* [WHAT THE TASK REQUIRES] In the passage on the arrow of time, who named the paradox of irreversibility, and in what year?

* [EXCERPT TO READ]
Those physicists who consider the arrow of time as an illusion have a problem: not all physics is compatible with a reversible time, as the equations and theories mentioned in an earlier article of this blog seem to indicate. The second principle of thermodynamics is known since the mid-nineteenth century (1850), when Clausius introduced the concept of entropy and it was proved that the value of this physical magnitude always increases, if it is measured in an isolated system that does not exchange matter or energy with its outside. Since the universe is an isolated system, we have at least one physical quantity that makes it possible to unequivocally signal the direction of time flow.
Aware of this problem, physicists in favor of the reversibility of time have answered in different ways: it has been said that the second principle of thermodynamics is a fictitious, subjective law that does not conform to reality; a mental illusion; an approximation; a consequence of the initial conditions of the universe. It has been hypothesized that, if the universe were cyclic, the arrow of time would be reversed during the contraction stage. (This theory has been abandoned). To escape the problem, Stephen Hawking proposed a universe without initial conditions in his book A Brief History of Time. It is curious, this desire to defend at any price the reversibility of time, when it was precisely Hawking who proposed the existence of an arrow of time in black holes, which rather than being permanent, would disintegrate.
In 1928, a year after inventing the term the arrow of time, Arthur Eddington challenged the physicists who defend the reversibility of time with the following devastating words: If your theory is found to be against the second law of Thermodynamics... there is nothing for it but to collapse in deepest humiliation (The Nature of the Physcal World, 1928).
This dilemma has a name, which was invented in 1876 by Johann Joseph Loschmidt: the paradox of irreversibility, which can be described as follows:
· According to the laws of mechanics that we know, there does not seem to be an arrow of time in the microscopic world. If we accept the reductionist hypothesis, there shouldn’t be one in the macroscopic world.
· But according to experience and thermodynamic experimentation, there is an arrow of time in the macroscopic world.
· Consequently, mechanics and thermodynamics must be incomplete, for they reach incompatible conclusions.
As Alfred North Whitehead said, a clash of doctrines is not a disaster, it is an opportunity (Science and the Modern World, 1967).
Are the laws of mechanics and the microscopic world really reversible, as asserted by those who deny the existence of the arrow of time? It is not so clear. Let us see:
1. Newton's mechanics not only explains the movements of celestial bodies, but also much closer phenomena, such as the fall of an apple, whose irreversibility is fully evident. Imagine you are shown a film where several pieces of apple are on the ground, which suddenly start moving and come together at the same point, turning into a piece of fruit that flies upwards, until it stops hanging from a branch of a tree. Would we have any difficulty in detecting that the direction of time has been reversed when projecting this film? No, for this example makes use, not just of only Newton's mechanics (which explains the motion of the apple when it is falling), but also of the second principle of thermodynamics, which tells us that the change from a disordered state (the pieces of the apple) to an ordered state (the apple hanging from the branch of the tree) cannot take place spontaneously.
Even in celestial bodies it is possible to detect if the film showing their movements has been inverted. Imagine a recording of Mercury's orbit where the sun can be seen. By looking at the movement of the sunspots (which are a consequence of thermodynamic phenomena) it is possible to find out if the image is correct or has been inverted. Once again the interaction of mechanics and thermodynamics makes time irreversible.

[Descriptions of regions in natural language]
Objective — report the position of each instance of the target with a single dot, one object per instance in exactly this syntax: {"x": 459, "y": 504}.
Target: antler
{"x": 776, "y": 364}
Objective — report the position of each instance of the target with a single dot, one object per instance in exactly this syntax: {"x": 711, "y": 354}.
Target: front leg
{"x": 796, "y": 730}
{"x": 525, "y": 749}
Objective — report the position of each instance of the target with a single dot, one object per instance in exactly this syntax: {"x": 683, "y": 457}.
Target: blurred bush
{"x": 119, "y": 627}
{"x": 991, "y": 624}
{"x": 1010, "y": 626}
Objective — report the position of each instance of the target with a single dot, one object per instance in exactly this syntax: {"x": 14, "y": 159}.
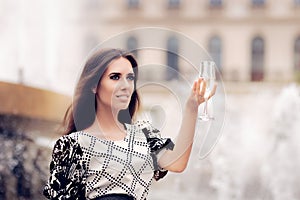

* [WRITTEN ANSWER] Johann Joseph Loschmidt named it in 1876.